Wednesday, July 02, 2008

Stats and Dat

I'm utterly opposed to blog stats. I think they distort the reason for writing and reading blogs and play no useful function what so ever. I can see that there may some useful information contained within them, but none that can't be obtained in other ways, and in any case people only use them in order to throw their weight around.

For me a blogs value is in its usefulness. Is it interesting? Does it cheer me up? Does it give me information I need or will find handy? Does the blog come with weird pictures that I can steal and put on A Laptop for Every Donkey? Comments can be interesting but two hundred petty minded squabbling retorts aren't worth five thoughtful responses. In other words numbers don't tell us everything.

That said stats in general are my joy. Which means sooner or later they are going to make their way here. But the stats I'm interested in aren't the incoming but what going out. Let's look at the quantitative values then. In this first, green, graph we have the monthly post rate for the last two years.

**Exercise instructions:**
a - List every question the blog post asks to judge a blog's value.
b - Translate this sentence from the blog post into Spanish: "In other words numbers don't tell us everything."
c - Retype the blog post from "I'm utterly opposed" up to and including "their weight around.".

**Extracted information:**

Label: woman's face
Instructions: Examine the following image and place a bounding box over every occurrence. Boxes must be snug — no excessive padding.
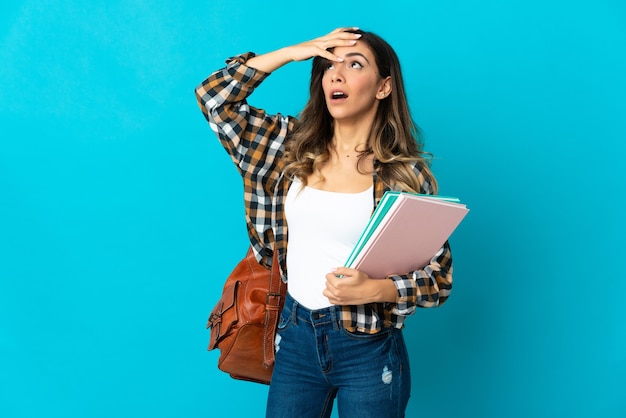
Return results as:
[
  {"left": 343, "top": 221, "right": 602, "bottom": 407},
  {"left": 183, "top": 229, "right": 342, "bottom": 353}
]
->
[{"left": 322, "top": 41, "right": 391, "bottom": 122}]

**Expected answers:**
a -
- Is it interesting?
- Does it cheer me up?
- Does it give me information I need or will find handy?
- Does the blog come with weird pictures that I can steal and put on A Laptop for Every Donkey?

b - En otras palabras, los números no nos lo dicen todo.

c -
I'm utterly opposed to blog stats. I think they distort the reason for writing and reading blogs and play no useful function what so ever. I can see that there may some useful information contained within them, but none that can't be obtained in other ways, and in any case people only use them in order to throw their weight around.